## What the task requires
According to the book acknowledgments, who gave the writer a first ride to Loliondo?

## Text excerpt
======
This book owes a great deal to many individuals and groups. The inspiration to study and write about conservation, tourism investment, and Maasai livelihoods started during my junior year in college. It was then, in 1992, that I first met Maanda Ngoitiko, Daniel Ngoitiko, Dismas Metaiya and Makko Sinandei. These four people welcomed me to Loliondo and have embraced my curiosity and questions ever since. I am grateful for their candor, their humor, their friendship, as well as their tireless work on behalf of their communities. This book would not exist without their insights, encouragement, and convictions. I also want to thank Lazaro Parkipuny for giving me my first ride to Loliondo and putting up with me ever since. His passion for and commitment to Maasai rights and respect reshaped livelihoods and landscapes throughout northern Tanzania. Sadly, he passed away in 2013. Thanks to Alais Morindat and Francis Shomett for putting up with my questions and for encouraging me to ask more.
======
## Study material
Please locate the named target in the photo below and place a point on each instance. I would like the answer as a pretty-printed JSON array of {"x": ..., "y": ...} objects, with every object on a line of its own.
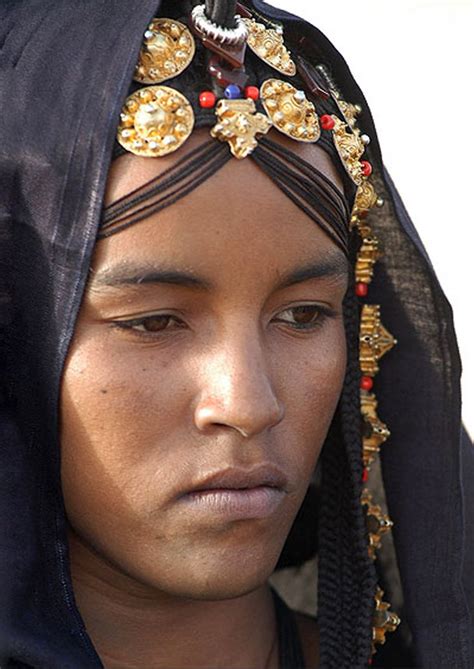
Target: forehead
[{"x": 236, "y": 217}]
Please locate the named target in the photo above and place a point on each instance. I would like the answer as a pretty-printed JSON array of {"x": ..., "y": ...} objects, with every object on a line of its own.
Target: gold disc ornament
[
  {"x": 155, "y": 121},
  {"x": 167, "y": 50},
  {"x": 290, "y": 110},
  {"x": 268, "y": 44}
]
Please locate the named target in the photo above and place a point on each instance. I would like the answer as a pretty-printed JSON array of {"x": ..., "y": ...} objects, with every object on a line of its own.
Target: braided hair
[{"x": 332, "y": 522}]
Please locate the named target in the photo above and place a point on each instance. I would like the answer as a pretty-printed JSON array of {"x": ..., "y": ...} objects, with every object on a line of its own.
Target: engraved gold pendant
[
  {"x": 268, "y": 44},
  {"x": 155, "y": 121},
  {"x": 378, "y": 523},
  {"x": 350, "y": 148},
  {"x": 366, "y": 198},
  {"x": 290, "y": 111},
  {"x": 375, "y": 432},
  {"x": 384, "y": 620},
  {"x": 375, "y": 339},
  {"x": 239, "y": 124},
  {"x": 168, "y": 48}
]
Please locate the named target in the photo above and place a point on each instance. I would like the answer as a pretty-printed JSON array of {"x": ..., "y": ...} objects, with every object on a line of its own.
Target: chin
[{"x": 215, "y": 572}]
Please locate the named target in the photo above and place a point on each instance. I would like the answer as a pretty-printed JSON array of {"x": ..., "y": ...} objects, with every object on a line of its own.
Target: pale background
[{"x": 414, "y": 60}]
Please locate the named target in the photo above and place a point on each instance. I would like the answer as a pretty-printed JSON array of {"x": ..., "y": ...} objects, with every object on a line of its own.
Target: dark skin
[{"x": 165, "y": 383}]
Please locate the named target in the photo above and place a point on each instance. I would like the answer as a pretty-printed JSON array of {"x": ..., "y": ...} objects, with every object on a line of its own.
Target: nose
[{"x": 236, "y": 390}]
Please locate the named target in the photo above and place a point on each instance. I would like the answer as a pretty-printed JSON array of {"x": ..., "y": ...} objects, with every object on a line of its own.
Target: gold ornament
[
  {"x": 238, "y": 124},
  {"x": 290, "y": 111},
  {"x": 366, "y": 198},
  {"x": 367, "y": 256},
  {"x": 268, "y": 44},
  {"x": 384, "y": 621},
  {"x": 375, "y": 340},
  {"x": 374, "y": 431},
  {"x": 348, "y": 110},
  {"x": 155, "y": 121},
  {"x": 168, "y": 48},
  {"x": 378, "y": 523},
  {"x": 350, "y": 148}
]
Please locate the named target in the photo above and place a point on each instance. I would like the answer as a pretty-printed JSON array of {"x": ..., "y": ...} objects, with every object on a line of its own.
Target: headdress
[
  {"x": 253, "y": 84},
  {"x": 54, "y": 160}
]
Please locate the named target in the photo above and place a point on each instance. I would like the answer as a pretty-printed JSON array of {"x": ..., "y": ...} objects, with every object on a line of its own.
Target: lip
[{"x": 238, "y": 494}]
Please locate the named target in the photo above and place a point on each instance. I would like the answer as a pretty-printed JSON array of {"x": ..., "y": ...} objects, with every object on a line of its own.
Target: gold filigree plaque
[
  {"x": 366, "y": 198},
  {"x": 350, "y": 148},
  {"x": 367, "y": 256},
  {"x": 290, "y": 111},
  {"x": 384, "y": 621},
  {"x": 268, "y": 44},
  {"x": 168, "y": 48},
  {"x": 375, "y": 432},
  {"x": 239, "y": 124},
  {"x": 155, "y": 121},
  {"x": 375, "y": 339},
  {"x": 378, "y": 523}
]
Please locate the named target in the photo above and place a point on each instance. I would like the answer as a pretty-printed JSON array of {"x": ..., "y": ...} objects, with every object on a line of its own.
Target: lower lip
[{"x": 259, "y": 502}]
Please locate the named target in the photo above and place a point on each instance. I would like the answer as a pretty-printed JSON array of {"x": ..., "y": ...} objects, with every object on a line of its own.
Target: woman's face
[{"x": 204, "y": 372}]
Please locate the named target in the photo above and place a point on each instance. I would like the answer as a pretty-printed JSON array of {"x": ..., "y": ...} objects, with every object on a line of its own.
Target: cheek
[{"x": 312, "y": 384}]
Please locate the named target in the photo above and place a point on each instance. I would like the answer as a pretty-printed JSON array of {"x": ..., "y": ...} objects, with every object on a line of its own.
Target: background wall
[{"x": 414, "y": 61}]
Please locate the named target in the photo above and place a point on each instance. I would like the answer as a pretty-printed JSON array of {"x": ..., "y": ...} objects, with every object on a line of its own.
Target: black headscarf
[{"x": 65, "y": 69}]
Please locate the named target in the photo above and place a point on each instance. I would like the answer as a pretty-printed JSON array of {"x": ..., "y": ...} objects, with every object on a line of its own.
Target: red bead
[
  {"x": 362, "y": 289},
  {"x": 327, "y": 122},
  {"x": 252, "y": 92},
  {"x": 367, "y": 383},
  {"x": 366, "y": 168},
  {"x": 207, "y": 99}
]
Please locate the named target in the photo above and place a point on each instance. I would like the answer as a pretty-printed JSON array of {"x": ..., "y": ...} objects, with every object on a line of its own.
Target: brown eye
[
  {"x": 306, "y": 316},
  {"x": 154, "y": 323},
  {"x": 150, "y": 325}
]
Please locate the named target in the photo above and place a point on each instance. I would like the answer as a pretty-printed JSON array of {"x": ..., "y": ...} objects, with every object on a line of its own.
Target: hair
[{"x": 346, "y": 574}]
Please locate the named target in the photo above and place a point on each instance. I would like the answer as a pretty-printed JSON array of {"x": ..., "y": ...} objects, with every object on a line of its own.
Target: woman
[{"x": 187, "y": 357}]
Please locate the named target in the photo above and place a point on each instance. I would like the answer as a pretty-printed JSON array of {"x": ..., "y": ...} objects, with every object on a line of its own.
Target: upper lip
[{"x": 237, "y": 478}]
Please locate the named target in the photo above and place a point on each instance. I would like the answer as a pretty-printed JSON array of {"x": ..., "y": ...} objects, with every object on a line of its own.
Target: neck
[{"x": 133, "y": 626}]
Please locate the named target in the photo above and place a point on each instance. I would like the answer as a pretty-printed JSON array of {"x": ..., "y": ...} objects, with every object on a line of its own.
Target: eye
[
  {"x": 150, "y": 325},
  {"x": 306, "y": 316}
]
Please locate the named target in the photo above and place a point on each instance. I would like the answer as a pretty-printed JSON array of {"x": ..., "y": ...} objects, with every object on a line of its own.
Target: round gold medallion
[
  {"x": 268, "y": 44},
  {"x": 290, "y": 111},
  {"x": 168, "y": 48},
  {"x": 155, "y": 121}
]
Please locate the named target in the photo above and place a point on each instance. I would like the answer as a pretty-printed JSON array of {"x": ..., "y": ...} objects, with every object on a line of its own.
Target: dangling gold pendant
[
  {"x": 168, "y": 48},
  {"x": 238, "y": 124},
  {"x": 290, "y": 111},
  {"x": 155, "y": 121},
  {"x": 268, "y": 44},
  {"x": 378, "y": 523},
  {"x": 350, "y": 148},
  {"x": 384, "y": 621}
]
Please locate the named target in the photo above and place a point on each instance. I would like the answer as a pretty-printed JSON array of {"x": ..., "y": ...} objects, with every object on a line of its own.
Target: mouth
[{"x": 238, "y": 494}]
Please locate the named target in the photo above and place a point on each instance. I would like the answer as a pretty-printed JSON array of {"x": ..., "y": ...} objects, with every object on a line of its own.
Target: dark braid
[{"x": 347, "y": 577}]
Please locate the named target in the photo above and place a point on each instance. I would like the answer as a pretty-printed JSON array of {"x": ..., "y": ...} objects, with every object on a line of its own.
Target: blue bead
[{"x": 232, "y": 92}]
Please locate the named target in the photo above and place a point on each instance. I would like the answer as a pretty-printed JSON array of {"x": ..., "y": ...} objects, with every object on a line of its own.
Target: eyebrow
[{"x": 332, "y": 266}]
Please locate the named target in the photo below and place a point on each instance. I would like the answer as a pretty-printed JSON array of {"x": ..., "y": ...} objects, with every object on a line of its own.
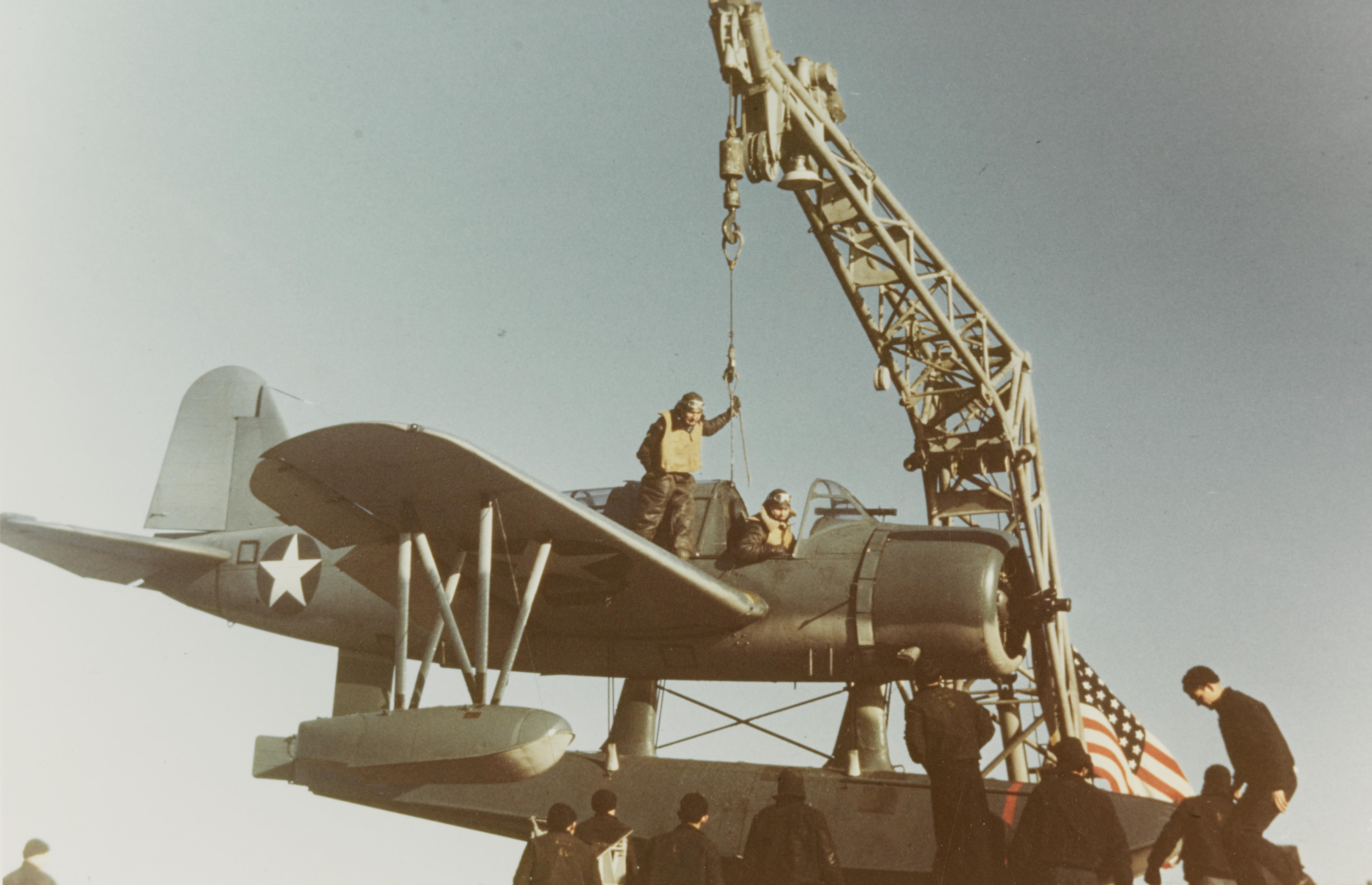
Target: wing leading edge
[{"x": 364, "y": 483}]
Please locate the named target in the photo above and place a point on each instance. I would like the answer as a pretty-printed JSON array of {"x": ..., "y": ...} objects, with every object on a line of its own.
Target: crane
[{"x": 965, "y": 385}]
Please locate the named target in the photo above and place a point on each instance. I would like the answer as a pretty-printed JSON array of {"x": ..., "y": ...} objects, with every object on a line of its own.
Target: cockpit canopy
[{"x": 721, "y": 510}]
======
## Completed exercise
Lazaro Parkipuny